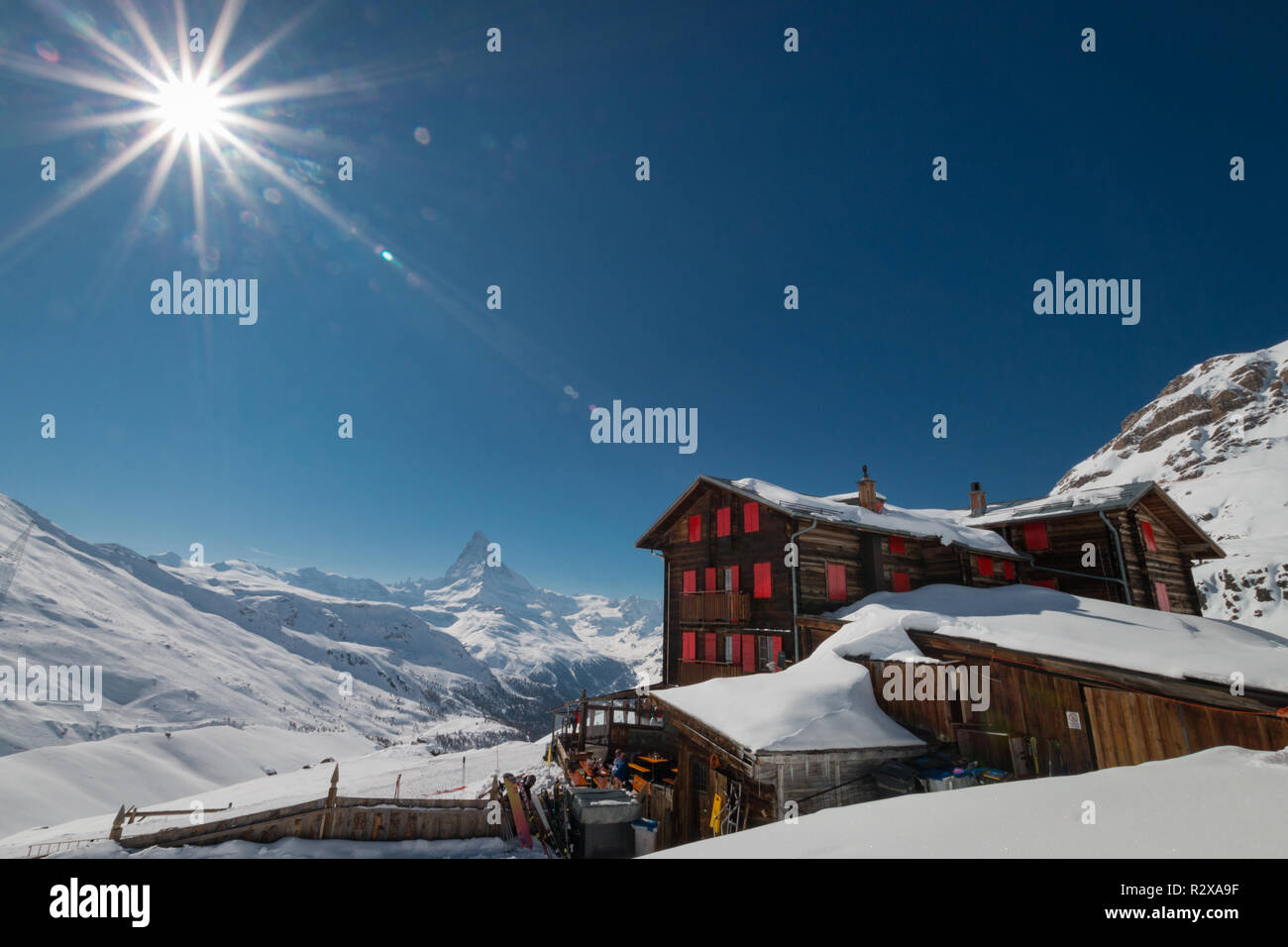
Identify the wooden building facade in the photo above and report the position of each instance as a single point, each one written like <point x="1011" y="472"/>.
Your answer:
<point x="1050" y="715"/>
<point x="722" y="787"/>
<point x="733" y="604"/>
<point x="1128" y="544"/>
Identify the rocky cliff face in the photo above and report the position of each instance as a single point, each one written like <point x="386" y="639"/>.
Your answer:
<point x="1216" y="438"/>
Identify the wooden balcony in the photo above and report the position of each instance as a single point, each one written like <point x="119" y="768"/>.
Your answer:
<point x="715" y="607"/>
<point x="697" y="672"/>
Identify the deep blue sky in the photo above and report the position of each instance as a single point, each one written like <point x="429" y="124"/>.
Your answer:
<point x="767" y="169"/>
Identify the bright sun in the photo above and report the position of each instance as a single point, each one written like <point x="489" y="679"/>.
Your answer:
<point x="189" y="107"/>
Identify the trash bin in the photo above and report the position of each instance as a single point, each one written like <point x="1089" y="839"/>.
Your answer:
<point x="645" y="835"/>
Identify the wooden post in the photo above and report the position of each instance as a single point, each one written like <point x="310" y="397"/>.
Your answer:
<point x="583" y="723"/>
<point x="327" y="814"/>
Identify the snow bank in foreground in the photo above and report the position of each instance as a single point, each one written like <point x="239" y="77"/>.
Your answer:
<point x="1052" y="622"/>
<point x="1222" y="802"/>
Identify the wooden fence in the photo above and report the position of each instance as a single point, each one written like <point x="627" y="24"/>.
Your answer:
<point x="334" y="817"/>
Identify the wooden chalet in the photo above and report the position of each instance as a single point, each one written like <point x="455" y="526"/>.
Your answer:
<point x="1128" y="544"/>
<point x="732" y="603"/>
<point x="1052" y="711"/>
<point x="761" y="749"/>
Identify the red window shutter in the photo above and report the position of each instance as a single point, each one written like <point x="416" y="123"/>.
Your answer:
<point x="1147" y="532"/>
<point x="835" y="582"/>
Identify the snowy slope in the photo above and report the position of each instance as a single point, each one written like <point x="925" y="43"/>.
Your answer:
<point x="523" y="633"/>
<point x="217" y="646"/>
<point x="1218" y="440"/>
<point x="54" y="784"/>
<point x="374" y="774"/>
<point x="1222" y="802"/>
<point x="465" y="660"/>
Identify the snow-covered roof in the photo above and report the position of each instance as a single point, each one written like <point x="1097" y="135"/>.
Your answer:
<point x="892" y="519"/>
<point x="1043" y="621"/>
<point x="824" y="702"/>
<point x="1222" y="802"/>
<point x="1115" y="497"/>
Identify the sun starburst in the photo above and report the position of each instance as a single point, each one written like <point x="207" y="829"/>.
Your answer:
<point x="178" y="107"/>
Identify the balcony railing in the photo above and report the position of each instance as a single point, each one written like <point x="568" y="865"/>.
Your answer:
<point x="697" y="672"/>
<point x="722" y="607"/>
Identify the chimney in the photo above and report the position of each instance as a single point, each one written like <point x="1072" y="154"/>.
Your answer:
<point x="868" y="492"/>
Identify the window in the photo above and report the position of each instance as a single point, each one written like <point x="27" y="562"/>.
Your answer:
<point x="732" y="579"/>
<point x="698" y="775"/>
<point x="690" y="647"/>
<point x="835" y="582"/>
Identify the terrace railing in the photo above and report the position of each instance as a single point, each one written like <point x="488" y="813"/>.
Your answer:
<point x="715" y="607"/>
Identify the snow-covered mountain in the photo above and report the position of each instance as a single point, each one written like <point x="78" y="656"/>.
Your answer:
<point x="1218" y="440"/>
<point x="468" y="660"/>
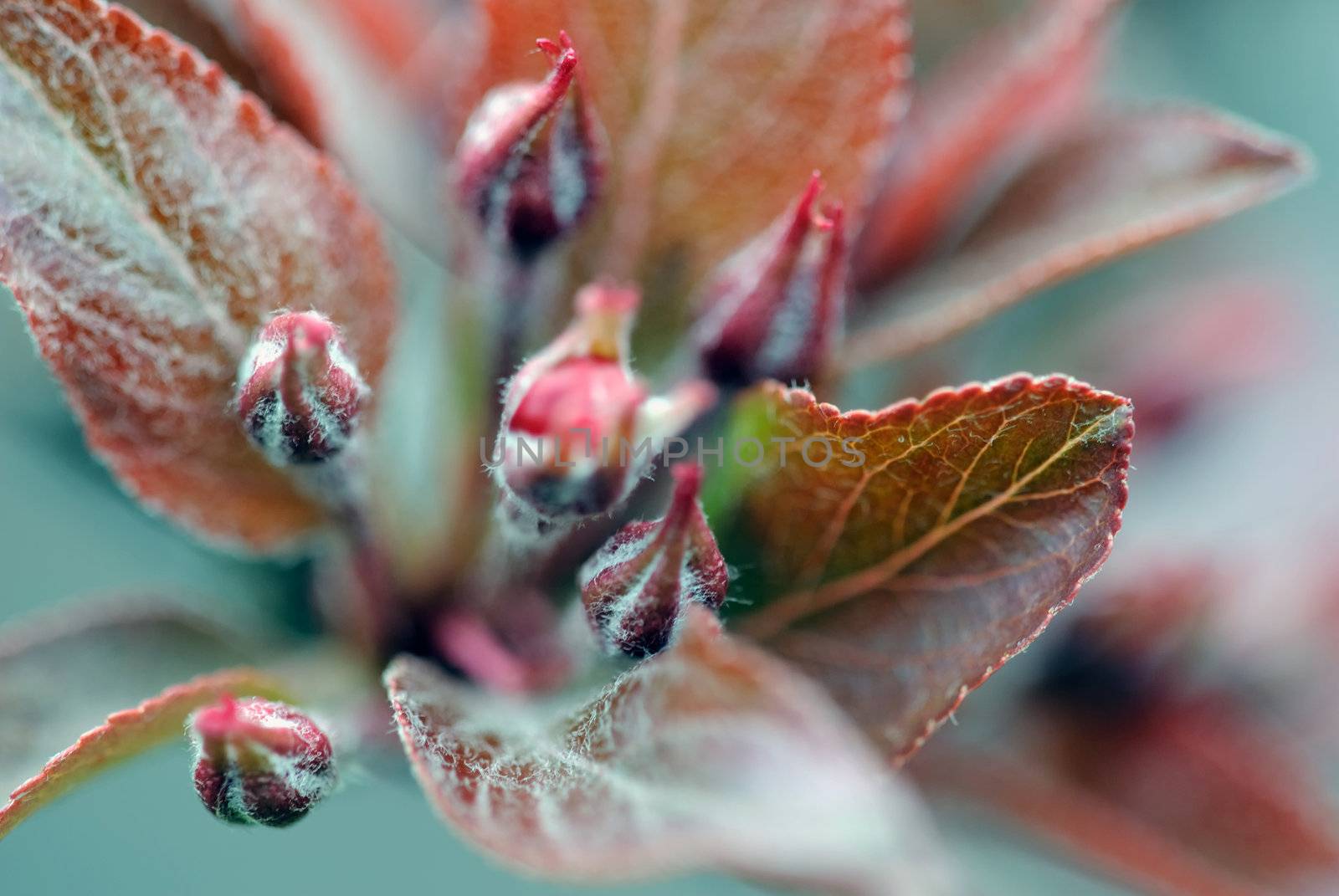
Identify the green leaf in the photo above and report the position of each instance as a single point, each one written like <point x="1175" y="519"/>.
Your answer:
<point x="901" y="556"/>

● ● ● ●

* **The problem**: Rewrite all of the data above as a JSON list of strings, one string per line, with blank lines dropped. Leave the pictures out.

* **Exercise response**:
[
  "Identify the wooden building facade in the photo above and report the position of each instance as a single point, each one written like <point x=\"1011\" y=\"472\"/>.",
  "Your answer:",
  "<point x=\"1050\" y=\"715\"/>",
  "<point x=\"722\" y=\"787\"/>",
  "<point x=\"733\" y=\"604\"/>",
  "<point x=\"1128\" y=\"544\"/>",
  "Identify the rocky cliff face in the photo above and report the position of each instance as a single point, each one written like <point x=\"386\" y=\"639\"/>.",
  "Your answer:",
  "<point x=\"1216\" y=\"438\"/>",
  "Identify the wooden balcony in the photo above and report the position of each instance as a single point, each one written like <point x=\"119\" y=\"768\"/>.",
  "Your answer:",
  "<point x=\"715\" y=\"607\"/>",
  "<point x=\"697\" y=\"672\"/>",
  "Identify the deep blue sky in the photo above and report the position of each instance as a single point, each one written like <point x=\"429\" y=\"124\"/>.",
  "Your answer:",
  "<point x=\"767\" y=\"169\"/>",
  "Identify the bright sun in the photo above and report the position of each instance as a single point, each one written like <point x=\"489\" y=\"679\"/>.",
  "Your answer:",
  "<point x=\"189\" y=\"107\"/>",
  "Identify the trash bin in the photo above and report the position of each instance as a single point, each one written like <point x=\"1089\" y=\"839\"/>.",
  "Your answer:",
  "<point x=\"645\" y=\"835\"/>",
  "Identify the wooden post in the photo above and report the position of each instance as a single point, each one written like <point x=\"310\" y=\"397\"/>.",
  "Your answer:",
  "<point x=\"583\" y=\"723\"/>",
  "<point x=\"327\" y=\"814\"/>",
  "Identify the snow bank in foreground in the photo above and report the position of each instance as a single point, each one written like <point x=\"239\" y=\"77\"/>.",
  "Your answer:",
  "<point x=\"1052\" y=\"622\"/>",
  "<point x=\"1222\" y=\"802\"/>",
  "Identify the wooden fence in the photo above and report the position of each instance as a single point, each one written like <point x=\"627\" y=\"24\"/>.",
  "Your answer:",
  "<point x=\"334\" y=\"817\"/>",
  "Identify the wooden chalet in the photo above and report the position of each instance as a single point, each one written like <point x=\"455\" y=\"526\"/>.",
  "Your answer:",
  "<point x=\"1128\" y=\"544\"/>",
  "<point x=\"732\" y=\"603\"/>",
  "<point x=\"1052\" y=\"711\"/>",
  "<point x=\"761\" y=\"749\"/>",
  "Identify the red window shutter in the photo above and report the position of each instance as a single point, each one written like <point x=\"416\" y=\"123\"/>.",
  "Your answer:",
  "<point x=\"1147\" y=\"532\"/>",
  "<point x=\"835\" y=\"582\"/>",
  "Identify the snowy slope in the photo above and report the position of each instance as a single point, each one written like <point x=\"925\" y=\"43\"/>.",
  "Your answer:",
  "<point x=\"523\" y=\"633\"/>",
  "<point x=\"217\" y=\"646\"/>",
  "<point x=\"1218\" y=\"440\"/>",
  "<point x=\"54\" y=\"784\"/>",
  "<point x=\"374\" y=\"774\"/>",
  "<point x=\"1222\" y=\"802\"/>",
  "<point x=\"465\" y=\"660\"/>",
  "Identify the snow-covered roof in the photo above and report the position of each instance as a single point, each one written like <point x=\"1097\" y=\"135\"/>.",
  "Your answer:",
  "<point x=\"892\" y=\"519\"/>",
  "<point x=\"1043\" y=\"621\"/>",
  "<point x=\"824\" y=\"702\"/>",
  "<point x=\"1222\" y=\"802\"/>",
  "<point x=\"1115\" y=\"497\"/>",
  "Identify the sun starburst in the photo above and report the position of each instance as a single point, each one written like <point x=\"207\" y=\"829\"/>.",
  "Your answer:",
  "<point x=\"178\" y=\"107\"/>",
  "Identify the balcony railing in the photo above and report the position of each instance as a single point, each one written like <point x=\"568\" y=\"865\"/>.",
  "Your answer:",
  "<point x=\"697\" y=\"672\"/>",
  "<point x=\"722\" y=\"607\"/>",
  "Identify the chimney in the photo above and report the position of each instance as a single point, each one written like <point x=\"1072\" y=\"154\"/>.",
  "Your answer:",
  "<point x=\"868\" y=\"492\"/>",
  "Identify the window in the photo above and report the position of each instance as a single point, each one written like <point x=\"27\" y=\"562\"/>.",
  "Your answer:",
  "<point x=\"732\" y=\"579\"/>",
  "<point x=\"698\" y=\"775\"/>",
  "<point x=\"690\" y=\"647\"/>",
  "<point x=\"835\" y=\"582\"/>",
  "Identify the terrace railing in the photo above and report the position of each instance as a single point, each one written like <point x=\"488\" y=\"813\"/>.",
  "Your answer:",
  "<point x=\"715\" y=\"607\"/>",
  "Identify the snow-covered mountain in the photo above and report the position of each instance as a single point, each one written like <point x=\"78\" y=\"656\"/>.",
  "Your answer:",
  "<point x=\"1218\" y=\"440\"/>",
  "<point x=\"468\" y=\"660\"/>",
  "Identify the green leaf in the photo above and report the position of each instance as a single point, each one written like <point x=\"1175\" y=\"519\"/>.",
  "Your answer:",
  "<point x=\"901\" y=\"556\"/>"
]